## Begin

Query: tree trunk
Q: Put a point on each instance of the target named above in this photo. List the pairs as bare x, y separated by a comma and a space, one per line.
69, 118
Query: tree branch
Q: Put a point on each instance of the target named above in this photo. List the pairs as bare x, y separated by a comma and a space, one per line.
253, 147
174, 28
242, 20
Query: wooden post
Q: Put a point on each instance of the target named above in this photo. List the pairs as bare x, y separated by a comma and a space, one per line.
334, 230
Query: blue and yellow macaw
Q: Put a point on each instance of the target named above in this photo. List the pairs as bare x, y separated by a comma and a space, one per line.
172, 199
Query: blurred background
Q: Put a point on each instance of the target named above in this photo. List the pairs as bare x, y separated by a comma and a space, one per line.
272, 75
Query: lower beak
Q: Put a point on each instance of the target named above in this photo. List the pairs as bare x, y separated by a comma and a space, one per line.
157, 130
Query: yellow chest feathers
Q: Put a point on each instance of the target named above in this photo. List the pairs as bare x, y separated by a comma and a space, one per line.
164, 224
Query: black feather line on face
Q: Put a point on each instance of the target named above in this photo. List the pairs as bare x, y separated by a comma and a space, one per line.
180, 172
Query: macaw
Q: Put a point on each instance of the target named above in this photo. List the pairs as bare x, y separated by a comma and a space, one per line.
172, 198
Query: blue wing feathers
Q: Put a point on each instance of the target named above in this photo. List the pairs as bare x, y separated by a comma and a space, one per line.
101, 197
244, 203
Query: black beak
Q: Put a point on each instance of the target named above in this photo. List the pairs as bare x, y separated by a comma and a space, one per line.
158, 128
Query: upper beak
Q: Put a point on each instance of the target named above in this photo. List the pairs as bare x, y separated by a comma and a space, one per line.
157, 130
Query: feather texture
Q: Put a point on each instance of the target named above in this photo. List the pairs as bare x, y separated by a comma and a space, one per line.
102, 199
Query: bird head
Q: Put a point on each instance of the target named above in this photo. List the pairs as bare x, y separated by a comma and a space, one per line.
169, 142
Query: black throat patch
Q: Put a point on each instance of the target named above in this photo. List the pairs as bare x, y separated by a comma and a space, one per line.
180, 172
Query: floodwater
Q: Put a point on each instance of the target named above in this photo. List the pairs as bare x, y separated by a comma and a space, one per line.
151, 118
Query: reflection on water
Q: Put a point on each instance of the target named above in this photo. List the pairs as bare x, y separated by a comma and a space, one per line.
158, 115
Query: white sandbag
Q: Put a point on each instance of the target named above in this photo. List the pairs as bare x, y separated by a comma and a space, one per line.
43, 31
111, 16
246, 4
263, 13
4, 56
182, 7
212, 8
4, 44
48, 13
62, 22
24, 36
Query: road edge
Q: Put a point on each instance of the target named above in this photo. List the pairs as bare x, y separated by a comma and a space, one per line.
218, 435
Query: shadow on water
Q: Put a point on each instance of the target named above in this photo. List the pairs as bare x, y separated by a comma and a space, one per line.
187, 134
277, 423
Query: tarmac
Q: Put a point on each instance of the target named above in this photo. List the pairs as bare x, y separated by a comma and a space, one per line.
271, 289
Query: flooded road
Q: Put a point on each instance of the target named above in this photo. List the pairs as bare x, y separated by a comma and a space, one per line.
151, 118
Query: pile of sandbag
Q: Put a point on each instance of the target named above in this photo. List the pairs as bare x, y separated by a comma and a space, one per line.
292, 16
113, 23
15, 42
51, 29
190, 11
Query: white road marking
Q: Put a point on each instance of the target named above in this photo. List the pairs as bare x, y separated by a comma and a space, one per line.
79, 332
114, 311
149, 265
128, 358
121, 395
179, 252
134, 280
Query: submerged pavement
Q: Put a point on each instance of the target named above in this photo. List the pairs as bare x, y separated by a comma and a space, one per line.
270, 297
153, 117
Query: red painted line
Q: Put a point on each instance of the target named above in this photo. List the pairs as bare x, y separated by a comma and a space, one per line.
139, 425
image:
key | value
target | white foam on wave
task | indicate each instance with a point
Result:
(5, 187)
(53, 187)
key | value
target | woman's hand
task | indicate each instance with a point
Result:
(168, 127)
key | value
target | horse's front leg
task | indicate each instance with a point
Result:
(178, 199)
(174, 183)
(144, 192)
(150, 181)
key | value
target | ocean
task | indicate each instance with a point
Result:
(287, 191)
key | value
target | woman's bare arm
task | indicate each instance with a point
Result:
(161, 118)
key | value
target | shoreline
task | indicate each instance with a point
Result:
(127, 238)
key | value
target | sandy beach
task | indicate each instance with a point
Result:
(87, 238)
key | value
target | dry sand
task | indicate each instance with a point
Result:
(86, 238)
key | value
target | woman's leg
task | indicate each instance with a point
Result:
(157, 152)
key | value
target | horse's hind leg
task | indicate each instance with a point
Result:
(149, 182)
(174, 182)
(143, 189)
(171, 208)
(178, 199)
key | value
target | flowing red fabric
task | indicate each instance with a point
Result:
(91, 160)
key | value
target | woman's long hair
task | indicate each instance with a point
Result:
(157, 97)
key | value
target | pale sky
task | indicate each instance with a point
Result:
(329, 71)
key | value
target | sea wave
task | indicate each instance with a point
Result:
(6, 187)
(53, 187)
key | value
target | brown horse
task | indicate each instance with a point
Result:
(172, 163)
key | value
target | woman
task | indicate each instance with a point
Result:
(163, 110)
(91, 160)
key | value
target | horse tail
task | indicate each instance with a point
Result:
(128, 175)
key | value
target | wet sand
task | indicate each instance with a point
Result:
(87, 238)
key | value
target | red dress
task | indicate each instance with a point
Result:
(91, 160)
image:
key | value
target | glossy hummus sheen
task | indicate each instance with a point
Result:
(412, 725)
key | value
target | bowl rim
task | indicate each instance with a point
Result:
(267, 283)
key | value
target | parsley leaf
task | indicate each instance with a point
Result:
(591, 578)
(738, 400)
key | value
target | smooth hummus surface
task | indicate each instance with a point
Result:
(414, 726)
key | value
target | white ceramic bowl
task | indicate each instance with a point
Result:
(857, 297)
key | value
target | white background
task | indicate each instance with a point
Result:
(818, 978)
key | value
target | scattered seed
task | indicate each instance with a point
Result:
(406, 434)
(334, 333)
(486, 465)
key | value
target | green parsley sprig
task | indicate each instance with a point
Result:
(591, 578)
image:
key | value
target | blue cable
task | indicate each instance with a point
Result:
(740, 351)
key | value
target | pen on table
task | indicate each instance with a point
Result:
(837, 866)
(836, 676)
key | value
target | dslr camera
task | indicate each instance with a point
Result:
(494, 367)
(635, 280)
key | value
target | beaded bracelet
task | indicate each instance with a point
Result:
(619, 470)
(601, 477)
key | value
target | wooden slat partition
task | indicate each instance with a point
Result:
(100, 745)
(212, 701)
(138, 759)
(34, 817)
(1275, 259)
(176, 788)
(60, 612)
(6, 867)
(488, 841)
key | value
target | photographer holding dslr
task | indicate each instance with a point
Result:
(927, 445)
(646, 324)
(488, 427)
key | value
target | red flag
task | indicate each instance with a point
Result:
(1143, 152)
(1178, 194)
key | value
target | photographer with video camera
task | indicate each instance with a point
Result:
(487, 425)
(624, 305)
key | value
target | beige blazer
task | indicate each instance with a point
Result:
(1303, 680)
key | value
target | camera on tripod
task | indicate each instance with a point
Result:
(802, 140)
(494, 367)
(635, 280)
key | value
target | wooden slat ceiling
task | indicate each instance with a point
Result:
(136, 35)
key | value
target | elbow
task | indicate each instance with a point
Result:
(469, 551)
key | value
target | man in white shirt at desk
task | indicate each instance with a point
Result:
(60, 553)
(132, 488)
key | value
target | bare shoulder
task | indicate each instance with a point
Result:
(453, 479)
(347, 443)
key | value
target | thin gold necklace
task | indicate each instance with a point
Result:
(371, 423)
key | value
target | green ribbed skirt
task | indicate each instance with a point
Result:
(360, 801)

## End

All of the entries must be quoted exactly; please include each one.

Query: tree trunk
Q: Put a point on each instance of the target named above in this photo. List the pairs as bare x, y separated by a comma and a space, one per line.
69, 118
Query: tree branch
Q: Put a point on each instance of the target named above in this photo. List the pairs as bare x, y separated by a comma and a space, one per line.
253, 147
174, 28
242, 20
Query: wooden post
Q: Put a point on each instance of the target named above in this photo. List the pairs as bare x, y separated by a comma and a space, one per line.
334, 230
Query: blue and yellow macaw
Q: Put a point on each instance of the target named above in this photo. List the pairs as bare x, y separated by a comma and a space, one per line.
172, 199
Query: blurred background
Q: Put a point on each instance of the target named above in this photo. List the pairs as bare x, y separated by a comma and a space, one per line.
272, 75
Query: lower beak
Q: Put a point on each instance of the target named above in this photo. List the pairs as bare x, y separated by a comma and a space, one per line.
157, 130
Query: yellow chest feathers
Q: Put a point on each instance of the target named above in this photo. List the pairs as bare x, y separated by a comma and a space, one per line.
164, 224
Query: black feather line on face
Q: Put a point on each instance of the target named above in this photo. List the pairs as bare x, y separated by a comma and a space, one per line.
180, 172
Query: macaw
Q: Put a point on each instance of the target named above in this photo. List the pairs as bare x, y separated by a comma and a space, one per line.
172, 198
Query: blue wing feathers
Q: Put a point on each instance of the target named above in this photo. List the pairs as bare x, y separated by a comma and a space, one per line.
101, 197
244, 203
Query: black beak
Q: Put a point on each instance of the target named above in this photo. List the pairs as bare x, y separated by a comma and a space, one per line.
158, 128
Query: upper beak
Q: Put a point on each instance of the target named above in this photo. List the pairs as bare x, y separated by a comma and a space, one per line.
157, 130
Query: feather texture
Q: Put a point on each instance of the target named above in this photo. List the pairs as bare x, y separated by a comma and a space, one per line.
102, 199
Query: bird head
Q: Put a point on each instance of the target named above in this photo. List the pairs as bare x, y separated by a comma and a space, one per line.
169, 142
Query: black throat patch
Q: Put a point on each instance of the target named above in this photo. List the pairs as bare x, y separated by a comma and a space, one per line.
180, 172
Query: floodwater
Q: Put a point on each instance of the target named above in this photo. List the pairs as bare x, y separated by a comma and a space, one per line.
151, 118
Query: reflection on water
Q: Put a point on each instance of the target named above in this photo. List the pairs as bare x, y separated by a comma and a space, one per line.
158, 115
Query: white sandbag
Q: Put a point on each instance of the target named above in this photo. List the pairs as bare x, y separated by a comma and a space, one per line.
43, 31
111, 16
246, 4
263, 13
4, 56
182, 7
212, 8
4, 44
48, 13
62, 22
24, 36
Query: road edge
Q: Put a point on each instance of the target named above in this photo. List the pairs as bare x, y separated by a comma and a space, one per line.
218, 435
Query: shadow on water
Q: Put a point on each instance of the target named above in this photo. List the pairs as bare x, y separated by a comma and a space, one per line.
187, 134
277, 423
Query: tarmac
Q: Put a point on each instance of the target named above in this photo. List the pairs as bare x, y separated by a comma and a space, one per line.
271, 289
Query: flooded road
Q: Put a point on each instance of the target named above in this photo. List the pairs as bare x, y separated by a comma and a space, one per line.
151, 118
Query: pile of sandbag
Q: Put a point on each instance of the target named above in this photo. List the pairs as bare x, y separated by a comma and a space, one per line.
292, 16
113, 23
15, 42
51, 29
190, 11
Query: white road marking
Q: Put a point on each instance of the target named above in this photo. List the pairs as bare x, y separated by a comma and a space, one per line.
79, 332
114, 311
149, 265
128, 358
121, 395
179, 252
134, 280
Query: submerged pavement
Q: Put a point on each instance of the target named above in this photo. List the pairs as bare x, y separated by a comma and a space, one per line.
270, 297
153, 117
Query: red painted line
Q: Put a point on each instance of the target named above in this photo. List the pairs as bare x, y separated by a comma and a space, one per line.
139, 425
image:
key | value
target | white foam on wave
task | indicate each instance with a point
Result:
(5, 187)
(53, 187)
key | value
target | woman's hand
task | indicate each instance with a point
Result:
(168, 127)
key | value
target | horse's front leg
task | indicate each instance with a point
Result:
(178, 199)
(174, 183)
(144, 192)
(150, 181)
key | value
target | ocean
task | indicate each instance with a point
Result:
(287, 191)
key | value
target | woman's bare arm
task | indicate each instance with a point
Result:
(161, 118)
key | value
target | shoreline
task | indicate each instance with a point
Result:
(127, 238)
key | value
target | sandy beach
task | indicate each instance with a point
Result:
(87, 238)
key | value
target | dry sand
task | indicate each instance with a point
Result:
(86, 238)
key | value
target | woman's leg
task | indicate each instance with a point
Result:
(157, 152)
key | value
target | horse's hind leg
task | indicate each instance with a point
Result:
(149, 182)
(174, 182)
(143, 189)
(171, 208)
(178, 199)
key | value
target | flowing red fabric
task | indicate each instance with a point
Result:
(91, 160)
key | value
target | woman's long hair
task | indicate each instance with a point
Result:
(157, 97)
key | value
target | pale sky
task | indicate each instance with a point
Result:
(329, 71)
key | value
target | sea wave
task | indicate each instance with a point
Result:
(6, 187)
(53, 187)
key | value
target | brown horse
task | indicate each instance with a point
Result:
(172, 163)
key | value
target | woman
task | indicate each instance with a point
Result:
(163, 110)
(91, 160)
key | value
target | horse tail
task | indicate each instance with a point
Result:
(128, 175)
key | value
target | wet sand
task | indicate each instance with a point
Result:
(87, 238)
key | value
target | red dress
task | indicate each instance with a point
Result:
(91, 160)
image:
key | value
target | glossy hummus sheen
task | indicate each instance with a point
Result:
(412, 725)
key | value
target | bowl rim
task | indicate each instance with a point
Result:
(267, 283)
key | value
target | parsley leaf
task | indicate each instance with a point
Result:
(591, 578)
(738, 400)
key | value
target | smooth hummus surface
task | indicate each instance with a point
Result:
(414, 726)
key | value
target | white ceramic bowl
task | indicate each instance with a point
Result:
(857, 297)
key | value
target | white background
task | indicate each instance with a point
Result:
(818, 978)
key | value
target | scattered seed
task | indicate each instance with a point
Result:
(406, 434)
(334, 333)
(486, 465)
key | value
target | green parsley sprig
task | indicate each instance with a point
Result:
(591, 578)
image:
key | value
target | blue cable
task | indicate each instance with a point
Result:
(740, 351)
key | value
target | pen on table
task | indicate each instance with a point
Result:
(837, 866)
(836, 676)
key | value
target | dslr camera
task | indicate each instance with a point
Result:
(494, 367)
(635, 280)
key | value
target | beaded bracelet
task | indicate each instance with a point
Result:
(619, 470)
(601, 477)
key | value
target | wooden slat partition
task | indicate each instance with a point
Result:
(100, 745)
(212, 701)
(138, 759)
(34, 817)
(1275, 259)
(176, 788)
(60, 612)
(6, 867)
(488, 841)
key | value
target | photographer holding dslr
task | indicate each instance with a point
Result:
(927, 445)
(646, 324)
(488, 427)
key | value
target | red flag
task | indicate each instance with a point
Result:
(1143, 152)
(1178, 194)
key | value
target | photographer with video camera
task | indicate each instance with a point
Result:
(487, 425)
(624, 305)
key | value
target | beige blazer
task | indicate each instance with a point
Result:
(1303, 680)
key | value
target | camera on tripod
task | indicate each instance with a point
Result:
(802, 140)
(494, 367)
(635, 280)
key | value
target | wooden slat ceiling
task | indicate each instance with a point
Result:
(136, 35)
key | value
target | elbow
task | indicate each instance with a point
Result:
(469, 551)
key | value
target | man in white shirt at desk
task | indicate each instance with a point
Result:
(60, 553)
(132, 488)
key | value
target | bare shoulder
task | indicate each instance with a point
Result:
(453, 479)
(347, 443)
key | value
target | thin gold necklace
task | indicate each instance with a point
Result:
(371, 423)
key | value
target | green ribbed skirt
task | indicate each instance with a point
Result:
(360, 801)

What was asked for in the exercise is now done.